Assigned task.
Can you pull out each line of the data below that includes the word "then"?

Available data.
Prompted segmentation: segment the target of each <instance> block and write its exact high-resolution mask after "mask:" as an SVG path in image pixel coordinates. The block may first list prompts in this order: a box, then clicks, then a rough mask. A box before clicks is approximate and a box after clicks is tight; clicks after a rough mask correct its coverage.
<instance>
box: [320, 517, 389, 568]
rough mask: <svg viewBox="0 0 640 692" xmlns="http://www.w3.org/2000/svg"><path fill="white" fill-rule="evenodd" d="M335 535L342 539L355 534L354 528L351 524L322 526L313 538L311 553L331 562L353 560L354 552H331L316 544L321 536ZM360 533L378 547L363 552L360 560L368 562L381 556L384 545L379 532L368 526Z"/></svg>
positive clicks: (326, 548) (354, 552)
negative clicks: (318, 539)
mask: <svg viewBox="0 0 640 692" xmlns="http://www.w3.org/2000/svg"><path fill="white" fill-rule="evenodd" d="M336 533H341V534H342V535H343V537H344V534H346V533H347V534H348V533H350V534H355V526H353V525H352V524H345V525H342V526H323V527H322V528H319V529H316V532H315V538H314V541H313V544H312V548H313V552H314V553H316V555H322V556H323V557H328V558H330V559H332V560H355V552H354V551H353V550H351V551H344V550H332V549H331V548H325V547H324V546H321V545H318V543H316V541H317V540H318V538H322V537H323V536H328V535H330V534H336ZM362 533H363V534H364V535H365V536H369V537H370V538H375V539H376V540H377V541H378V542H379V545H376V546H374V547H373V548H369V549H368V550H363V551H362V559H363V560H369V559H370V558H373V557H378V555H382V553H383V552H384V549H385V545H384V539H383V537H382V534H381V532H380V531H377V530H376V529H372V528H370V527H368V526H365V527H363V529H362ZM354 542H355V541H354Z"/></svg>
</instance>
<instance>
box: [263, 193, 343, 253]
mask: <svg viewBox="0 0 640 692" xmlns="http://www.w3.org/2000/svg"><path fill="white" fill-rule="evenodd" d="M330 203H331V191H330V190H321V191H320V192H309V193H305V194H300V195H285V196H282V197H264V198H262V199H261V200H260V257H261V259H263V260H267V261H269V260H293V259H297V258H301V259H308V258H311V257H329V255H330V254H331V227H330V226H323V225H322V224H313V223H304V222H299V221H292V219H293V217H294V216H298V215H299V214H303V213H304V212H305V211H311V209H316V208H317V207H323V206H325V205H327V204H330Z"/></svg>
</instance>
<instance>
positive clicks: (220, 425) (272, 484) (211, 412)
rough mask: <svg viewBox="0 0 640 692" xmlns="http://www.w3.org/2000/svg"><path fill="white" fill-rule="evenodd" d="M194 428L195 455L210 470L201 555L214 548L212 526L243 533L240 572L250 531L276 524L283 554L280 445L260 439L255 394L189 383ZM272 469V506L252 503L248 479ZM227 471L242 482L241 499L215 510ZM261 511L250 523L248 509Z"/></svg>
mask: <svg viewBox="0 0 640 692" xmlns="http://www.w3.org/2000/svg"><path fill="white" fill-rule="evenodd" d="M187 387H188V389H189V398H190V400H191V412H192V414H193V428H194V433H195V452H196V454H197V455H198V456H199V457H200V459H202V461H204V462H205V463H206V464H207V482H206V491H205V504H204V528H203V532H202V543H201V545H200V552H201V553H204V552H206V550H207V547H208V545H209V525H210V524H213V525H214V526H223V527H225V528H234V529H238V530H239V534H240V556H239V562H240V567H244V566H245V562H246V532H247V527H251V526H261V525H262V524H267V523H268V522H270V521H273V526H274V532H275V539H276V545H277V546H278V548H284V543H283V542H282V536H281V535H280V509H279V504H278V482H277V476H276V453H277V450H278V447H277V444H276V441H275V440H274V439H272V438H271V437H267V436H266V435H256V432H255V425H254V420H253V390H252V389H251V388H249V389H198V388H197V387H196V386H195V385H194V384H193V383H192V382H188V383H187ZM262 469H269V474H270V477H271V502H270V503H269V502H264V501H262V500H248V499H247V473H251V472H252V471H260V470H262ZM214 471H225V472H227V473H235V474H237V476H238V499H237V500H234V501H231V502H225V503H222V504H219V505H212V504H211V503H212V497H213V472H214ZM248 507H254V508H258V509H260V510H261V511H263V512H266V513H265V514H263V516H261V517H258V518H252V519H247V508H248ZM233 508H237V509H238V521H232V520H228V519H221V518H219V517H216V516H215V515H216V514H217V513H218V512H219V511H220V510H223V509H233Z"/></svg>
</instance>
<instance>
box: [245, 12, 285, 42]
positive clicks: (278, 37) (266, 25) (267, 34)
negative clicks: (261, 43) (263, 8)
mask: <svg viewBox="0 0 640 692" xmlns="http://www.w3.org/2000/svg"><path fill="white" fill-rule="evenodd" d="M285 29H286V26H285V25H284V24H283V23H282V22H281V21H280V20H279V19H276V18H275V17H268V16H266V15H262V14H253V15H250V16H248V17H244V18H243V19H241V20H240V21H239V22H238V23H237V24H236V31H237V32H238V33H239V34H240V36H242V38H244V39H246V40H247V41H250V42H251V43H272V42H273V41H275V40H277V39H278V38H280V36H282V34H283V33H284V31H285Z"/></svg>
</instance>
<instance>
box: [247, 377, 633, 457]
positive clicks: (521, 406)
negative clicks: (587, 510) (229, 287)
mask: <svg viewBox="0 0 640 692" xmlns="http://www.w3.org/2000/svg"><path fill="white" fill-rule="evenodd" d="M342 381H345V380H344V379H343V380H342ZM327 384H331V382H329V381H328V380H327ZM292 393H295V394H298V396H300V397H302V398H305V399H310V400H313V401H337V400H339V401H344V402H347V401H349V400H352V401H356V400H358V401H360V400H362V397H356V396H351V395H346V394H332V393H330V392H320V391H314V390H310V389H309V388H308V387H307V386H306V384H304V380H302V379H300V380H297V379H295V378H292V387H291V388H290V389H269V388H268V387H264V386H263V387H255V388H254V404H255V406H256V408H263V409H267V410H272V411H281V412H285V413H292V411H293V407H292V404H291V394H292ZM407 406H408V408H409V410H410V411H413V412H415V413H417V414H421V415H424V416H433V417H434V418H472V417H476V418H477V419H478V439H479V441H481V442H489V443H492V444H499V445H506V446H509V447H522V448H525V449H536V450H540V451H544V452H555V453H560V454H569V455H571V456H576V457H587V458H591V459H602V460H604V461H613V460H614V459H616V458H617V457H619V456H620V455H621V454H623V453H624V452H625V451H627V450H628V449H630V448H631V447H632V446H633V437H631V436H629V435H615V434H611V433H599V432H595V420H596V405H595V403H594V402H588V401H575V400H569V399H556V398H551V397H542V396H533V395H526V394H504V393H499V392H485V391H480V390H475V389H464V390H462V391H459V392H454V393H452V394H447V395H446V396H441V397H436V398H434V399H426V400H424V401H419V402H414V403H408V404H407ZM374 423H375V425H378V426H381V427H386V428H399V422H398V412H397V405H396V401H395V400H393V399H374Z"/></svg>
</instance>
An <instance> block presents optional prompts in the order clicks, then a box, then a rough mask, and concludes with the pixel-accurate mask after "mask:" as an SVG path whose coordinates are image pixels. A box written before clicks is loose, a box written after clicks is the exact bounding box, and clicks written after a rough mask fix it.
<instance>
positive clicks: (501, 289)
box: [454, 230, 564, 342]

Worked solution.
Prompted segmentation: segment the target of each <instance> block and write its exact high-resolution mask after "mask:" as an SVG path in image pixel coordinates. The block may first list prompts in this order: a box, then clicks, then a rough mask. A box before clicks is approximate and a box after clicks is tight; clicks after a rough mask correct its coverage.
An <instance> block presents optional prompts in the order clicks, then a box, then a rough mask, and concludes with the pixel-accurate mask after "mask:" as an SVG path whose coordinates are image pixels. A box written before clicks is loose, a box written after clicks is the exact bounding box, and clicks written after a rough mask fix it.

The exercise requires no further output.